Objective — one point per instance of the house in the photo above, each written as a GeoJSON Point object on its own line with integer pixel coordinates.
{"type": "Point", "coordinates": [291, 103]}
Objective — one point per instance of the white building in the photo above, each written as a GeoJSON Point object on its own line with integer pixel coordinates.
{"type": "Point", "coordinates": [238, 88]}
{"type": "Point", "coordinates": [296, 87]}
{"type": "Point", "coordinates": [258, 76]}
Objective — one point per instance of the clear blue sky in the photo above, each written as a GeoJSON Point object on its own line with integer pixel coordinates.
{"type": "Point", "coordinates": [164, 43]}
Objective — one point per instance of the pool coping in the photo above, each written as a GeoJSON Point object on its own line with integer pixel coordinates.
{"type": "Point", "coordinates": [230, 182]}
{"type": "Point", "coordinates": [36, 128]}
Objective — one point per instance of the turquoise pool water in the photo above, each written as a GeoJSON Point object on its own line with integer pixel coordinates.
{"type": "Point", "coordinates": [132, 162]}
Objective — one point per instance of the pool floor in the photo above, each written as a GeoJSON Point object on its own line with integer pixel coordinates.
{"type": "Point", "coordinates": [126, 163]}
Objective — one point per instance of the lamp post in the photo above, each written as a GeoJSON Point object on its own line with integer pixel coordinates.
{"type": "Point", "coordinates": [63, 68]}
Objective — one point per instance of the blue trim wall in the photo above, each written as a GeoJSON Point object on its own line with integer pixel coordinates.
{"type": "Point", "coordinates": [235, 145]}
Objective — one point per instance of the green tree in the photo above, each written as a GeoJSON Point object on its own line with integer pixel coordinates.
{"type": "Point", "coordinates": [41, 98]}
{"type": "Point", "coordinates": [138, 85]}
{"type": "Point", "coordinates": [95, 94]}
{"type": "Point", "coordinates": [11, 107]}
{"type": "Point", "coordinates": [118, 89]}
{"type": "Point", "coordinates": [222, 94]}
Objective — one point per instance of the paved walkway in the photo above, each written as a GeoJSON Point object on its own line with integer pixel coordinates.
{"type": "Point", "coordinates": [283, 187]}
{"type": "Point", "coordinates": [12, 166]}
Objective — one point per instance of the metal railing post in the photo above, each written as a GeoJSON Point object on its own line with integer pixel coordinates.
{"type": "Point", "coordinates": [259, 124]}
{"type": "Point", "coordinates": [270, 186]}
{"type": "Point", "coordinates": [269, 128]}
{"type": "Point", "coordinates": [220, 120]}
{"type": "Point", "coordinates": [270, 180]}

◆ WORK REQUIRED ◆
Starting at the row that has "Objective — one point per instance of the metal" and continuing through the last row, write those rows out again with "railing post" switched to "fence post" and everything else left as it is.

◆ OUTPUT FOR THIS TASK ◆
Objective — one point per instance of the metal fence post in the photo above, each written as a GeoJSON Point object on its own line with integer pixel coordinates.
{"type": "Point", "coordinates": [259, 124]}
{"type": "Point", "coordinates": [270, 186]}
{"type": "Point", "coordinates": [269, 128]}
{"type": "Point", "coordinates": [220, 120]}
{"type": "Point", "coordinates": [270, 180]}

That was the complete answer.